── Text segment ──

5.26.2020

This Is It

I feel like this could be a dark post regarding subject matter, but it isn’t how I feel at all. 

Under quarantine and with jeopardized  immune system I’ve primarily stayed at home. 

I’m going to declare now that I feel incredibly happy and light. I think I can justify to you why I feel that way. 

My backyard is a paradise and I’ve never appreciated living here like I do during this quarantine. I used to lament about how far away I was from everything. Now, I’ve come to realize, there’s really nowhere if rather be. 

I started my new chemo (Neratinib) and the side effects can be rough, but having my Mom here for company has changed my life. Giving in finally (I am stubbornly independent) to having someone help me, and having someone to talk to during the day (most days I wouldn’t speak until Jeff got home!) makes such a difference.  My quality of life is Better then it had been in a long time - even when I felt ‘fine’ on my last treatment. 

I know the change in weather has instantly affected me - I love and thrive in the sun. My dark periods of the past have always started in January and sometimes I was really desperate. 

It could be those reasons but here is my theory:

I’m at peace.

I’m wary to say that so plainly. 

It’s something I’ve battled since my Stage 4 MBC diagnosis in 2016. I did the begging to above. I made a list of things I wanted to achieve. I was sad for so long about a terminal diagnosis. No amount of meditation made me feel better. I was sad underneath it all. I buried it so far down. My meds made it impossible for me to cry. Yet, if you caught me at 2AM or when I forgot to take my medication, the sadness was at surface level and I couldn’t hold it back anymore. 

This wasn’t how it was supposed to turn out for me

Years I’ve spent battling this idea. I could never accept it: I’ve spent a lot of time with myself where I’ve gone over my diagnosis - 5 years later and I still can’t believe I have cancer. I always was getting used to this new normal - it never became ‘normal ‘ to me. 

I had an appointment with my oncologist that brought up some sensitive subjects when it was clear I was running low on options. 

Long story short: there is presently no trials I qualify for, Tucatinib is not approved in Canada yet and due to multiple times of stereotactic radiation, two craniotomies and whole brain radiation - there isn’t a lot that can be done up there anymore! (Never say never thought!)

I felt so conflicted and defeated. I hadn’t come this far to let my mental strength break. I didn’t feel at peace with this breast cancer diagnosis though. 

I spoke to my therapist (someone who basically saved me mental health), and she urged me to say something to those I loved.  I pleaded for their reassurance that regardless of what happened to me, they would be okay. 

My therapist expressed me to that this is my time. My life. I can’t take on how you are dealing and processing my diagnosis - I have enough worrying to do on my own. I felt guilt. I think that’s common for those that are critically ill.

───
── Entries provided ──

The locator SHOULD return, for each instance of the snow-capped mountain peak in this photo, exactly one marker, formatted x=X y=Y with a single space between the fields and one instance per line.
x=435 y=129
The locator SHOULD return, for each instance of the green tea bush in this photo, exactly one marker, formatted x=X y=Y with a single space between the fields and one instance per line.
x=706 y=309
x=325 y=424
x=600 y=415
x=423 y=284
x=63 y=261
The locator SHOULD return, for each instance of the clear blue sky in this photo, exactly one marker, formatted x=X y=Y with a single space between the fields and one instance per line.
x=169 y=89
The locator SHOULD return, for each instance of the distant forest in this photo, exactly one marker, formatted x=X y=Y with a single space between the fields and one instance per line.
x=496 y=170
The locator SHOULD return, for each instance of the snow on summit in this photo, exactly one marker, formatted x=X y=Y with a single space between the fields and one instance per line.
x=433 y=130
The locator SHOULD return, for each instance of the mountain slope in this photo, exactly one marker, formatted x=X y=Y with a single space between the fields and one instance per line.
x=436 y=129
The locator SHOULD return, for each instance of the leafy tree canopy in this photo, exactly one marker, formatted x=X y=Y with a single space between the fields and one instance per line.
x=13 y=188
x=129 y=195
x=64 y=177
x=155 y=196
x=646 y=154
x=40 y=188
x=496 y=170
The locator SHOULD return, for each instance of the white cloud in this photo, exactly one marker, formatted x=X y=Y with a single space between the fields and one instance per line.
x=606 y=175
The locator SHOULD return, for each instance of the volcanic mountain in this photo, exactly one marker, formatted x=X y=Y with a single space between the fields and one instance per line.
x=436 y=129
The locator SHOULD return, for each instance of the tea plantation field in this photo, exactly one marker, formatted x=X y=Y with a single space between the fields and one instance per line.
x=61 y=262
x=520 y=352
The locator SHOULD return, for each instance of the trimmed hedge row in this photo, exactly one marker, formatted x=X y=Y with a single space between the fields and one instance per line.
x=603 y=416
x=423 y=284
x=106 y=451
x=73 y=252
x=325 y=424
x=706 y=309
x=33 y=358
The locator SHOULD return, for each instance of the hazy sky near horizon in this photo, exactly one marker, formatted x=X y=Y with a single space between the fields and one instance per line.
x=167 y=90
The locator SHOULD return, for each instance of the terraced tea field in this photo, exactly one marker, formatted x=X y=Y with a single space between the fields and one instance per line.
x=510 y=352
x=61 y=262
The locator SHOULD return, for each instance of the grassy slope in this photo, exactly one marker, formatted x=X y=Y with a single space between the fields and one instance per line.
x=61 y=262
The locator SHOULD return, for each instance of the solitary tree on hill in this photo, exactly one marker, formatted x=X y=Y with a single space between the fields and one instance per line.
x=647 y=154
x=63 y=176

───

• Task brief
In the post titled "This Is It," what new chemotherapy drug did the writer start?

• Exercise answer
Neratinib.